- [GIVEN TASK]:
Write out the data again exactly, skipping every picture.

--- start ---

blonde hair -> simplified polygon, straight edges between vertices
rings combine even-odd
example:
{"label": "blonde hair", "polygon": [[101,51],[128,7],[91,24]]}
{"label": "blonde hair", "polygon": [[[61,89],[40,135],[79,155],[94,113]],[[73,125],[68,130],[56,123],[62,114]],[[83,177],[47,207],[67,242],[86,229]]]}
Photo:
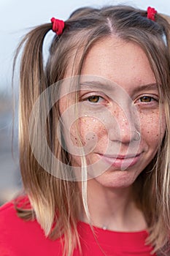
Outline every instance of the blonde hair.
{"label": "blonde hair", "polygon": [[[28,210],[18,207],[18,214],[26,219],[36,218],[46,236],[58,238],[63,235],[63,254],[66,255],[72,255],[77,243],[80,248],[77,222],[83,195],[77,182],[50,175],[36,159],[28,139],[29,118],[34,105],[47,88],[66,77],[69,68],[72,67],[73,75],[81,74],[84,59],[97,40],[115,35],[134,42],[143,49],[155,76],[161,102],[163,101],[165,105],[167,128],[157,155],[139,175],[134,189],[139,187],[136,184],[139,184],[140,189],[136,190],[137,203],[147,222],[150,231],[147,242],[153,245],[154,252],[161,252],[168,243],[170,231],[170,28],[167,20],[157,13],[154,22],[147,18],[146,11],[128,6],[100,10],[81,8],[65,21],[63,34],[54,36],[46,64],[43,44],[47,33],[52,29],[51,23],[31,31],[18,49],[15,64],[24,46],[20,64],[20,163],[24,189],[32,206]],[[73,58],[71,67],[70,59]],[[61,162],[69,164],[72,156],[57,140],[56,124],[59,118],[56,103],[47,117],[46,136],[56,157]],[[34,131],[35,136],[36,132]],[[39,141],[36,146],[39,154],[46,157],[47,152],[42,149],[42,143]],[[59,173],[63,171],[62,168],[62,165],[58,164]]]}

--- end ---

- [FINISHED EXERCISE]:
blonde hair -> simplified polygon, straight edges between vertices
rings combine even-odd
example:
{"label": "blonde hair", "polygon": [[101,51],[128,7],[91,24]]}
{"label": "blonde hair", "polygon": [[[61,89],[40,135],[79,155],[94,113]],[[73,125],[68,130],[56,123],[62,114]],[[83,177],[47,207],[67,242],[86,229]]]}
Photo:
Outline every instance of the blonde hair.
{"label": "blonde hair", "polygon": [[[28,210],[18,207],[18,214],[26,219],[36,218],[46,236],[58,238],[63,235],[63,254],[66,255],[72,255],[77,243],[80,248],[77,222],[83,195],[77,182],[50,175],[36,159],[28,139],[29,118],[34,105],[47,88],[66,77],[69,68],[72,67],[73,75],[81,74],[84,59],[97,40],[115,35],[134,42],[143,49],[155,76],[161,102],[163,101],[165,105],[167,128],[157,155],[139,175],[134,189],[139,187],[136,184],[139,184],[140,189],[136,190],[137,203],[147,222],[150,231],[147,242],[153,245],[154,252],[161,252],[168,243],[170,231],[170,28],[167,20],[157,13],[154,22],[147,18],[146,11],[128,6],[100,10],[81,8],[65,21],[63,34],[54,36],[46,64],[43,44],[47,33],[52,29],[51,23],[31,31],[18,49],[15,64],[24,46],[20,64],[20,163],[24,189],[32,206]],[[73,58],[71,67],[70,59]],[[61,162],[69,164],[72,156],[57,140],[56,124],[59,118],[56,103],[47,117],[46,136],[56,157]],[[34,131],[35,136],[36,132]],[[39,141],[36,146],[39,154],[46,157],[47,152],[42,149],[42,143]],[[59,173],[63,171],[62,168],[62,165],[58,164]]]}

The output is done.